• [Instructions for the task]:
Extend the review of Aquaman and the Lost Kingdom, beginning after its final sentence.

• [Document text]:
Aquaman and the Lost Kingdom

Aquaman and the Lost Kingdom

Thinking back on 2018’s Aquaman, the memories that stick are Nicole Kidman delivering a semiaquatic kung fu beatdown, the trench monsters and that octopus that plays the drums. So the short-term goals for the years-in-the-making Aquaman and the Lost Kingdom are to meet or exceed those three particular thresholds. And while this film’s trench-monster equivalent (the population of the titular Lost Kingdom of Necrus, corrupted by arcane emerald fire into a horde of wraiths) doesn’t have the visceral terror of that sequence, La Nicole gets to drive a robot shark and fix a family, which is all anyone could want from an action blockbuster. And though an octopus doesn’t play the drums (an axolotl does), there’s an octopus spy named Topo who steals the whole film. Though the mood around this film is somber — whether it’s the end of the DCEU or just the fact that this is one of the last films to emerge from Warner Bros. before it gets strip-mined for parts by Comcast or Paramount Global — the vibe herein is goofy and fun.

It’s a quilt, to be sure. Considering how many years of reshoots and test screenings have been going on, you expect the sort of cut-to-the-chase sensation-hopping that defines these kinds of films (at their best, Flashdance; at their worst, Jonah Hex). Randall Park’s scientist-with-a-conscience character gets to do some emergency expository sutures a couple of times, and the ancient artifact that gives Yahya Abdul-Mateen II’s Black Manta his bad-guy upgrade has the magickal ability to be exactly as useful as the story requires from one scene to the next. But given the terabytes of pixels spilled over this production (it spans three or four different WB regimes), it generally works better than you could hope. Jason Momoa (he’s got "Story By" credit) is definitely in the driver’s seat, and he and director James Wan have an easy rapport — if the vibe leans a little dude-bro/classic rock (this movie is staggeringly dadcore), you just let it slide because everything is way more colorful and vibrant than the majority of this type of film. Also, they’re pushing the 3D experience, and rightfully so — it’s obvious that during the protracted post-production that the filmmakers put some effort into making the 3D version into something special.

• [Source data]:

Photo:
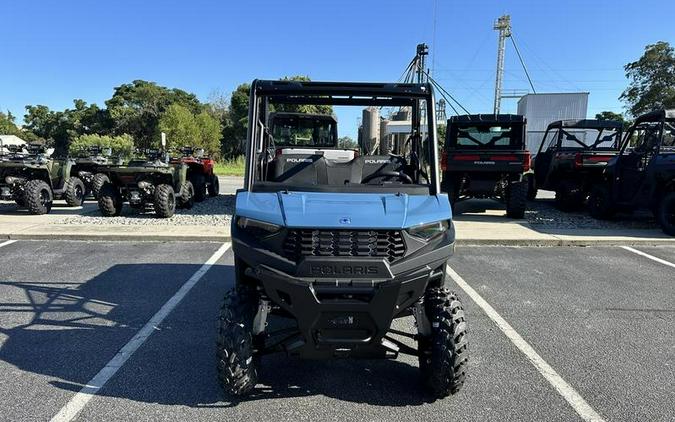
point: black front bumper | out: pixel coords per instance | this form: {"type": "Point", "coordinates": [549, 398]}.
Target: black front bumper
{"type": "Point", "coordinates": [338, 315]}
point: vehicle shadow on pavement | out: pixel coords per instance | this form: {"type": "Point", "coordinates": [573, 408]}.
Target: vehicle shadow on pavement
{"type": "Point", "coordinates": [374, 382]}
{"type": "Point", "coordinates": [66, 332]}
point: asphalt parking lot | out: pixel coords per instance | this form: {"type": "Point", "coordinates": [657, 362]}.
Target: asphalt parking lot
{"type": "Point", "coordinates": [603, 319]}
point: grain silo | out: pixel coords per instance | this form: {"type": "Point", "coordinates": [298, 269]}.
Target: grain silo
{"type": "Point", "coordinates": [370, 132]}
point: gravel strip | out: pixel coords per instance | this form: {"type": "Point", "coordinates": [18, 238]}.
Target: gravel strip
{"type": "Point", "coordinates": [210, 212]}
{"type": "Point", "coordinates": [543, 214]}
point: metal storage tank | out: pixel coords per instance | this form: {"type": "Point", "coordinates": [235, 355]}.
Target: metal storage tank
{"type": "Point", "coordinates": [370, 132]}
{"type": "Point", "coordinates": [542, 109]}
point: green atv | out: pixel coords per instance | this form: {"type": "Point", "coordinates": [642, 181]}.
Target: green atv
{"type": "Point", "coordinates": [33, 181]}
{"type": "Point", "coordinates": [88, 168]}
{"type": "Point", "coordinates": [146, 182]}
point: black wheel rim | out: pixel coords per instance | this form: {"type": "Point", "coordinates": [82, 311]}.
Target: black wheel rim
{"type": "Point", "coordinates": [670, 214]}
{"type": "Point", "coordinates": [44, 197]}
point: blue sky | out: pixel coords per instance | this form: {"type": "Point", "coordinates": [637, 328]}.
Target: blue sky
{"type": "Point", "coordinates": [54, 51]}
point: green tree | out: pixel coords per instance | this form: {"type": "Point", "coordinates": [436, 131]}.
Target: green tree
{"type": "Point", "coordinates": [183, 128]}
{"type": "Point", "coordinates": [652, 80]}
{"type": "Point", "coordinates": [235, 123]}
{"type": "Point", "coordinates": [58, 128]}
{"type": "Point", "coordinates": [209, 132]}
{"type": "Point", "coordinates": [8, 125]}
{"type": "Point", "coordinates": [122, 145]}
{"type": "Point", "coordinates": [609, 115]}
{"type": "Point", "coordinates": [179, 125]}
{"type": "Point", "coordinates": [136, 108]}
{"type": "Point", "coordinates": [346, 142]}
{"type": "Point", "coordinates": [302, 108]}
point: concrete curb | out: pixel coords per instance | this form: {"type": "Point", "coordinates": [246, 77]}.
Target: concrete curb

• [Reply to the task]:
Despite the efforts of assorted internet hordes, Amber Heard is still in the film. It’s documented that Wan and Momoa both tried to sideline her character Mera due to the ongoing toxic fumes from that court case (short version: just as Johnny Depp is not Captain Jack Sparrow, Amber Heard is not Mandy Lane), which is deeply fucked-up and which lingers, unspoken, around the film and in its rougher edges. For a film that aims for a fun and vibey fusillade against climate crisis and destructive warrior mentalities, it feels icky how little care is given to the character. Tampa’s pride, Patrick Wilson, steps up as former bad guy on slow-path-to-redemption Orm, and he has a running joke involving roaches that never fails to yield a gross guffaw or two.

Respect is due the fact that Black Manta’s army of contractor-scientists (it is unclear) are absolutely rocking the uniforms from Mario Bava’s Planet of the Vampires. Similarly, this film goes above and beyond when it comes to wild-ass creatures, both in having recognizable fauna do extraordinary things (that aforementioned octopus spy, a pod of whales simultaneously getting all Zen but also metal) as well as things you might never have imagined (giant catfish crimelord, battle crustaceans, the Atlantean tribe that when shunned by the sea just decided to become vampires in the desert). The thing to keep in mind is that, like The Marvels, this film feels way more fun than its more respectable predecessors. Your mileage may vary. But whatever entity ends up with the DC rights, more Topo, please.